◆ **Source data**
══════════════════════════════
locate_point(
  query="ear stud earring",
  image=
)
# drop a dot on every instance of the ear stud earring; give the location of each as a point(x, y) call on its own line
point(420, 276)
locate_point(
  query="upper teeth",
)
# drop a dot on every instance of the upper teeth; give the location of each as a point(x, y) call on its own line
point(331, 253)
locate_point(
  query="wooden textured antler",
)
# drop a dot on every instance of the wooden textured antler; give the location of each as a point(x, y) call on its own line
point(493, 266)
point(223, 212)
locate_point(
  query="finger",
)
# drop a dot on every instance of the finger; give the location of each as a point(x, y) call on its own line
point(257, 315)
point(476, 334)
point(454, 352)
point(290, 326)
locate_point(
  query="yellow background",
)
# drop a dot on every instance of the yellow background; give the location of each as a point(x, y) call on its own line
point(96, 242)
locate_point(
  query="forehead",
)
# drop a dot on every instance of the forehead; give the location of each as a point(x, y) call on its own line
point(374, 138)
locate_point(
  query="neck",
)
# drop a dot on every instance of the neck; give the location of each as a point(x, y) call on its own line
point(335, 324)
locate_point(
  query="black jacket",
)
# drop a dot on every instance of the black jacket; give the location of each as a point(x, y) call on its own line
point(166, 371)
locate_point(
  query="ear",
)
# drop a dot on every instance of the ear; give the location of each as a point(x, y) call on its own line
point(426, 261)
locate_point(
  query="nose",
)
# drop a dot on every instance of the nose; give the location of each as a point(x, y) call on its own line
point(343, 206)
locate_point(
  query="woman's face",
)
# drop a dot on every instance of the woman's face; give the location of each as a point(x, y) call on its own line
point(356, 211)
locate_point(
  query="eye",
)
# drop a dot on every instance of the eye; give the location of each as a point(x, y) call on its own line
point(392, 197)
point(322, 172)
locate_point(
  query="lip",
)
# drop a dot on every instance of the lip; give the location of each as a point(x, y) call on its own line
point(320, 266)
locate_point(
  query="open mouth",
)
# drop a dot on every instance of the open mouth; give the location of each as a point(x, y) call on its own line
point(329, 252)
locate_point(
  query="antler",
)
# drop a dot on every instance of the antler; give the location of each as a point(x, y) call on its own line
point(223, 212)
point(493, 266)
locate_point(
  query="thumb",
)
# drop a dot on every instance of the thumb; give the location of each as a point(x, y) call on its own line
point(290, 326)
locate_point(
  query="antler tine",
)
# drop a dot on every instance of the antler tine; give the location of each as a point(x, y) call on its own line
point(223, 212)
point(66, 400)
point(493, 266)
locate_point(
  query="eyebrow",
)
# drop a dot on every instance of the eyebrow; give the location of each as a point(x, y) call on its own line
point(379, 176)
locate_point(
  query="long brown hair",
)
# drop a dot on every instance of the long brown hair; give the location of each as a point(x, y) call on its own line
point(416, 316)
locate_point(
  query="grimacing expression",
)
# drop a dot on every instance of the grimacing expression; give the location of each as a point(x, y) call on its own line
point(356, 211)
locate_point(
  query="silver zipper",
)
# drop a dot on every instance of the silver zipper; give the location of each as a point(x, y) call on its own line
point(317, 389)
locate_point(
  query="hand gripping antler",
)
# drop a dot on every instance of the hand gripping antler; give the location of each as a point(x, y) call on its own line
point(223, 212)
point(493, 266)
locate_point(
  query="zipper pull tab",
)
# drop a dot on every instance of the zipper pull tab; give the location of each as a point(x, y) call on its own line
══════════════════════════════
◆ **EXERCISE INSTRUCTIONS**
Each entry above must be repeated word for word.

◆ **WRITTEN RESPONSE**
locate_point(
  query="ear stud earring",
  image=
)
# drop a dot on every instance of the ear stud earring; give the location of each as a point(x, y) call on its own line
point(420, 276)
locate_point(
  query="upper teeth",
)
# drop a dot on every instance of the upper teeth; give the location of each as a point(x, y) call on its own line
point(331, 253)
locate_point(
  query="wooden textured antler",
)
# drop a dot on every instance of the wooden textured antler; give the location of each as a point(x, y) call on its own line
point(493, 266)
point(223, 212)
locate_point(
  query="finger",
)
# drop a dot on every instance of the finger; give the location of each as a point(x, y) call on its own line
point(257, 315)
point(476, 334)
point(454, 352)
point(290, 326)
locate_point(
  query="yellow background",
)
# drop a dot on every instance of the yellow background; give the location of each as a point(x, y) call on its own line
point(96, 242)
locate_point(
  query="forehead",
)
# drop a dot on every instance of the forehead; give the location of each as a point(x, y) call on its own line
point(374, 138)
locate_point(
  query="neck",
)
# drop a dot on every instance of the neck; give the location of each as a point(x, y) call on its own line
point(335, 324)
locate_point(
  query="black jacket",
)
# drop a dot on every instance of the black jacket; give the location of each as a point(x, y) call on its own line
point(166, 371)
locate_point(
  query="ear",
)
# drop a dot on every instance of the ear; give the location of each as a point(x, y) call on its own line
point(426, 261)
locate_point(
  query="nose",
)
# drop a dot on every instance of the nose; give the location of each as a point(x, y) call on its own line
point(343, 206)
locate_point(
  query="woman's face",
)
# drop a dot on every instance of the woman's face; give the location of each as a point(x, y) call on its own line
point(356, 211)
locate_point(
  query="eye",
)
# drop a dot on every instance of the eye; give the location of each as a point(x, y) call on its own line
point(392, 197)
point(322, 172)
locate_point(
  query="lip",
)
# drop a dot on every instance of the lip; give the location of each as a point(x, y) call on its own line
point(320, 266)
locate_point(
  query="open mouth",
)
# drop a dot on every instance of the open mouth; give the location of each as a point(x, y) call on its own line
point(329, 252)
locate_point(
  query="antler",
)
# drop a dot on every instance of the antler; give the location of each as a point(x, y) call on its own line
point(223, 212)
point(493, 266)
locate_point(
  query="thumb",
)
# drop a dot on every instance of the thumb; give the location of each as a point(x, y) call on its own line
point(290, 326)
locate_point(
  query="antler tine",
)
# drop a dot on every instance of the antler tine; give the location of each as a point(x, y) call on its own line
point(223, 212)
point(66, 400)
point(493, 266)
locate_point(
  query="eyebrow",
)
# drop a dot on every instance of the eyebrow; give the location of each as a point(x, y) call on its own line
point(379, 176)
locate_point(
  query="long brown hair",
)
# drop a dot on every instance of the long brown hair; give the location of each as a point(x, y) call on its own line
point(416, 316)
locate_point(
  query="grimacing expression",
)
# drop a dot on every instance of the grimacing expression; give the location of each as a point(x, y) call on its own line
point(356, 211)
locate_point(
  query="silver zipper",
)
# drop a dot on every instance of the silver zipper; give the location of each as a point(x, y) call on its own line
point(317, 389)
locate_point(
  query="hand gripping antler",
)
# drop a dot on every instance of the hand gripping antler; give the location of each as a point(x, y) call on its own line
point(223, 212)
point(493, 266)
locate_point(
  query="zipper pull tab",
)
# drop a dot on every instance of the zipper pull tab; give the location of each as a point(x, y) call on its own line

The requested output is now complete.